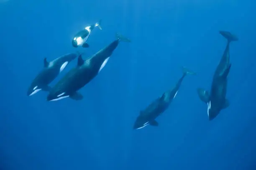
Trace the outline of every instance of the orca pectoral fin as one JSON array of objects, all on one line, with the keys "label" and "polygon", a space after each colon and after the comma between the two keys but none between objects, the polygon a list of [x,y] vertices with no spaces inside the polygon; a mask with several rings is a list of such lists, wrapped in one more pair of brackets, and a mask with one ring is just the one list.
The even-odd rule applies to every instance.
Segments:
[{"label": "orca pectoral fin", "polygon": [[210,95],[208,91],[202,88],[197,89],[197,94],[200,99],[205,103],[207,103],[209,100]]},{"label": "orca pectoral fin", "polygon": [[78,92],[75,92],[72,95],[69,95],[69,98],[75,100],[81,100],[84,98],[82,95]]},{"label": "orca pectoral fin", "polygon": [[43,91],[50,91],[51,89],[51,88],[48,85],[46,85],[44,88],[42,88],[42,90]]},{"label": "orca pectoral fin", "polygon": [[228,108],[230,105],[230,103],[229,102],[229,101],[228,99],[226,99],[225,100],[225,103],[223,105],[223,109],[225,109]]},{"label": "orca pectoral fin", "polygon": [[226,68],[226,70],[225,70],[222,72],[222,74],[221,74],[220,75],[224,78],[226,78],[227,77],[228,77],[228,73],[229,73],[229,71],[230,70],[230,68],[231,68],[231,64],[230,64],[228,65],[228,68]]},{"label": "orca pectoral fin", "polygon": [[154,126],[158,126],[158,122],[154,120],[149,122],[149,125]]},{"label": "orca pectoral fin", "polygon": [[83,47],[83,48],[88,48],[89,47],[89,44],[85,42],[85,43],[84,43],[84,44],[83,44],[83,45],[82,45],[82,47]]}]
---
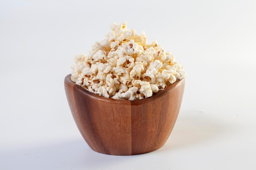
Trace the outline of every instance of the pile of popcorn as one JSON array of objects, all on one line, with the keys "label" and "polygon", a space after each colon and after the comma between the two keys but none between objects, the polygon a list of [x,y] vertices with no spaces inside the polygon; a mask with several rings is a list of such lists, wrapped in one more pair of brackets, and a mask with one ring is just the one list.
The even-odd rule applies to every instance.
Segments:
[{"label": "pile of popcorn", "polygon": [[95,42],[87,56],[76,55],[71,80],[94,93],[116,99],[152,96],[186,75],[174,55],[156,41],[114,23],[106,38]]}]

◆ **PROBLEM STATEMENT**: Collect every line above that contains the word "Trace" and copy each one in full.

◆ **TASK ANSWER**:
Trace the outline of every instance of the orca pectoral fin as one JSON array of objects, all on one line, with the keys "label" and "polygon", a space after each colon and after the comma between the two keys but none between objects, the polygon a list of [x,y] vertices with no spaces inside the polygon; a mask with several rings is a list of such lists, wrapped in one more pair of brackets, and a mask with one ring is just the one list.
Trace the outline of every instance of the pile of popcorn as one JSON array of objects, all on one line, with the keys "label" and "polygon", a space after each colon and after the comma between the two keys but none between objects, the polygon a list of [x,y] vertices with no spaces inside the polygon; a mask with several rings is a list of such lists, wrapped in one more pair of brackets, and a mask with one ring is just the one list.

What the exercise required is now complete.